-------- Source records --------

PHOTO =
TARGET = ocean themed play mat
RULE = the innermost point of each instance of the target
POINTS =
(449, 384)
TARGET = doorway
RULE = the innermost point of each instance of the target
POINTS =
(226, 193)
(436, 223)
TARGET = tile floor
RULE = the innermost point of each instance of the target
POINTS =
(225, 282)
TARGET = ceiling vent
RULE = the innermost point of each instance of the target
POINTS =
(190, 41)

--------
-------- Source records --------

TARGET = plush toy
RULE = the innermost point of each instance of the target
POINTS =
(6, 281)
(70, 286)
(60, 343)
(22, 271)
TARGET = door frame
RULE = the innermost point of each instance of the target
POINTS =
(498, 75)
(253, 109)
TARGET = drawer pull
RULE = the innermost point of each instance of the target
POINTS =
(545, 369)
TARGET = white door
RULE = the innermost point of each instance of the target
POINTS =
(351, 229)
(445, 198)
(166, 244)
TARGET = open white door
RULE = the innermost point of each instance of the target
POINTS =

--------

Written problem:
Find every line in the data above that contains the word "white" and copy each of those lines. Case counts.

Solution below:
TARGET = white door
TARGET = open white door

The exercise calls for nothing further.